◆ Extrait de page

La toute récente augmentation du prix de vente public de deux grands quotidiens (francophones) de 10 dinars à 15 dinars l'exemplaire, beaucoup plus pour la manière que par le fait lui-même (la question étant pendante depuis dèjà près de deux années, sinon plus) est venue reposer certes les problèmes d'un marché publicitaire qui s'est contracté (avec de gros annonceurs s'étant perdus dans une législation générale qui fait du «va-et-vient» selon les humeurs politiciennes et les poussées de fièvre socio-plopolitique) , d' une distribution du produit publicitaire d'essence publique qui ne répond à aucun critère économique et encore moins de transparence, et de coûts de fabrication qui se sont «envolés» avec un prix du papier journal , totalement importé, qui a flambé. Mais, et surtout au moment où la loi oragnique relative à l'Information est en débat et va être adoptée, elle remet en scène, indirectement, la sempiternelle problématique du rapport de l'Etat à la presse et à la promotion de la liberté d'expression... à travers, entre autres, la politique d'aide de l'Etat à la presse... et , aussi , et surtout, afin que le marché ne sombre pas dans une certaine «anarchie», avec un développement déstabilisateur, une politique de régulation (et non d'intervention, il faut insister sur ce point) et de contrôle de gestion, tout particulièrement afin de connaître les sources de financement des uns et des autres... et le destination de l'argent, bien souvent, »facilement «gagné par des entreprises de com' ou des titres de presse - alibis ou, tout simplement «écrans» d'on ne sait (???) quel dessein.

◆ Données consignées
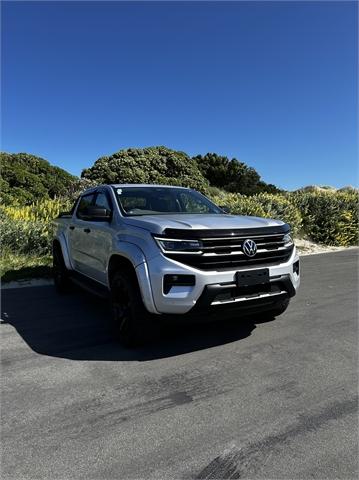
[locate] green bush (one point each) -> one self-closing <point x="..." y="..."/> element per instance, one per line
<point x="329" y="217"/>
<point x="262" y="205"/>
<point x="26" y="178"/>
<point x="25" y="237"/>
<point x="147" y="165"/>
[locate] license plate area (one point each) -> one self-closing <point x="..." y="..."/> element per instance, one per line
<point x="252" y="277"/>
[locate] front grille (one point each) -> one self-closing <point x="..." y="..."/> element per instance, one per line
<point x="222" y="250"/>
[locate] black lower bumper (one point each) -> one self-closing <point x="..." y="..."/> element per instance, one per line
<point x="251" y="299"/>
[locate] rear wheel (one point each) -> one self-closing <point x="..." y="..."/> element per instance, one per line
<point x="60" y="272"/>
<point x="129" y="315"/>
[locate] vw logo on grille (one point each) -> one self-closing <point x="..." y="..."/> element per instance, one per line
<point x="249" y="247"/>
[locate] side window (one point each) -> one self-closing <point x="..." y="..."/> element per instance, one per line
<point x="102" y="201"/>
<point x="190" y="205"/>
<point x="84" y="203"/>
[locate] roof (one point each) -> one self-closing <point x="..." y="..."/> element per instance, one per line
<point x="121" y="185"/>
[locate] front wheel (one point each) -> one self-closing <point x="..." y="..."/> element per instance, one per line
<point x="129" y="315"/>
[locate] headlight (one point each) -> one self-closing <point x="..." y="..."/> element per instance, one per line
<point x="176" y="245"/>
<point x="287" y="239"/>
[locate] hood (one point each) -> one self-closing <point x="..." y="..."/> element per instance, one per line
<point x="159" y="223"/>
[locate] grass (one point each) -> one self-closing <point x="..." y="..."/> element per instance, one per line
<point x="20" y="267"/>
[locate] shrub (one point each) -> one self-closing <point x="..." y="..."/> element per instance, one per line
<point x="26" y="178"/>
<point x="28" y="229"/>
<point x="147" y="165"/>
<point x="329" y="217"/>
<point x="262" y="205"/>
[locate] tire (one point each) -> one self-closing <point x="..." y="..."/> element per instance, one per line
<point x="129" y="315"/>
<point x="60" y="272"/>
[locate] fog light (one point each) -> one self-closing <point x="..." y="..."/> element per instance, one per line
<point x="170" y="281"/>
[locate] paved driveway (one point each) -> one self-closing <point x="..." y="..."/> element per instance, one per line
<point x="234" y="399"/>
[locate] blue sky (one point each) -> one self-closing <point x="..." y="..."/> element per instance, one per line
<point x="273" y="84"/>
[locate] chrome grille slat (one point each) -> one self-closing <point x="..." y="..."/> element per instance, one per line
<point x="225" y="252"/>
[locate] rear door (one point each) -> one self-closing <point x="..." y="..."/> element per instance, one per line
<point x="79" y="239"/>
<point x="100" y="240"/>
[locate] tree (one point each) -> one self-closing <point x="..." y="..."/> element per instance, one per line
<point x="26" y="178"/>
<point x="147" y="165"/>
<point x="231" y="175"/>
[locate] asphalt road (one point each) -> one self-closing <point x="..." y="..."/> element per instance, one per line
<point x="235" y="399"/>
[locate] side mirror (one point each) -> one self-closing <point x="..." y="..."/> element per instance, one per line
<point x="225" y="209"/>
<point x="96" y="214"/>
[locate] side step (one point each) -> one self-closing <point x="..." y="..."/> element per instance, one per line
<point x="89" y="285"/>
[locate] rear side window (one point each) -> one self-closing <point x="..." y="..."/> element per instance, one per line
<point x="84" y="203"/>
<point x="102" y="201"/>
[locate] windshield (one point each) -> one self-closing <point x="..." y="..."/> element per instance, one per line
<point x="160" y="201"/>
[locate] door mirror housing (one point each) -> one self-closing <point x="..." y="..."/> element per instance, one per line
<point x="95" y="214"/>
<point x="225" y="209"/>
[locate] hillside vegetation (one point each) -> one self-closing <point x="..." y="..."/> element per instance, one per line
<point x="26" y="178"/>
<point x="33" y="192"/>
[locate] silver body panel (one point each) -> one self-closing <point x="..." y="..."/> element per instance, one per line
<point x="132" y="238"/>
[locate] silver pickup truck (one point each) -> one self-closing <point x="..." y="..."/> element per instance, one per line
<point x="170" y="251"/>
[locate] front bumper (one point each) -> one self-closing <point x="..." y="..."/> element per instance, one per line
<point x="207" y="293"/>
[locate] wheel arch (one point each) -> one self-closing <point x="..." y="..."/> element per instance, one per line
<point x="140" y="274"/>
<point x="59" y="242"/>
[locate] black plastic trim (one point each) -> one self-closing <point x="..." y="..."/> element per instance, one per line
<point x="210" y="292"/>
<point x="190" y="234"/>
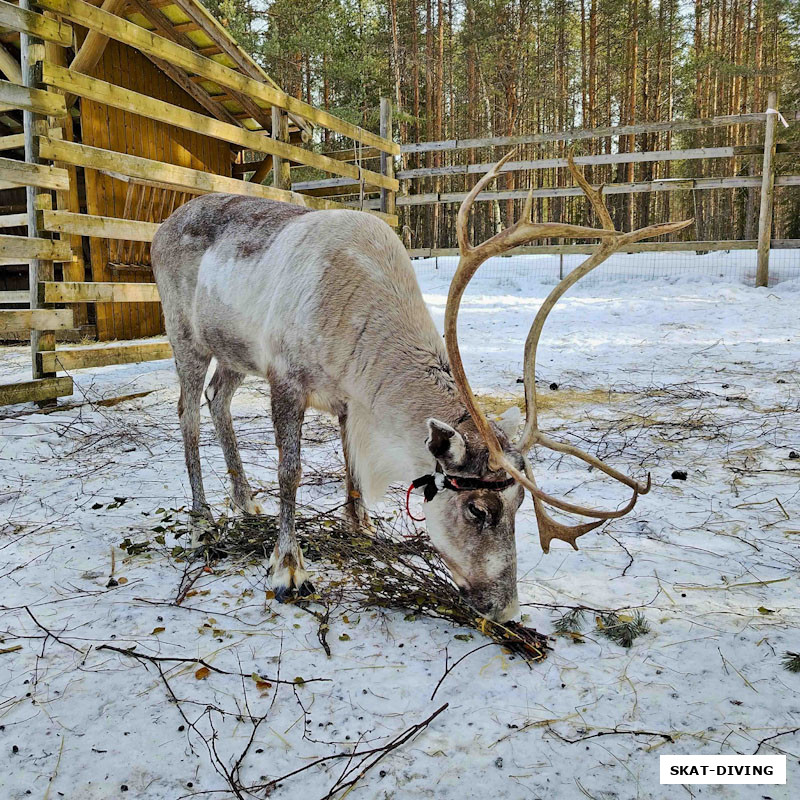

◆ Description du problème
Poursuivez l'extrait sur la hausse du prix des quotidiens en reprenant juste après sa dernière phrase.

◆ Résultat final
Sur le moment, l'augmentation du prix de vente , du fait même qu'elle ait été initiée par deux journaux francophones seulement , vient poser brutalement (bien sûr, on s'en doutait depuis fort longrtemps) le problème de l'avenir de la presse francophone.

La rupture politique et idéologique née des «événements» d'octobre 1988 (une véritable Révolution allant dans le sens de la démocratie, qu'on se le dise !) a forcé le pouvoir en Algérie à adopter une nouvelle Constitution favorisant le multipartisme et la liberté d'expression, ainsi qu'une nouvelle loi relative à l'Information (le 3 avril 1990). Cette dernière a permis la naissance, en très peu de temps, de dizaines de titres de presse écrite indépendants ( c'est-à-dire relevant du statut juridique privé).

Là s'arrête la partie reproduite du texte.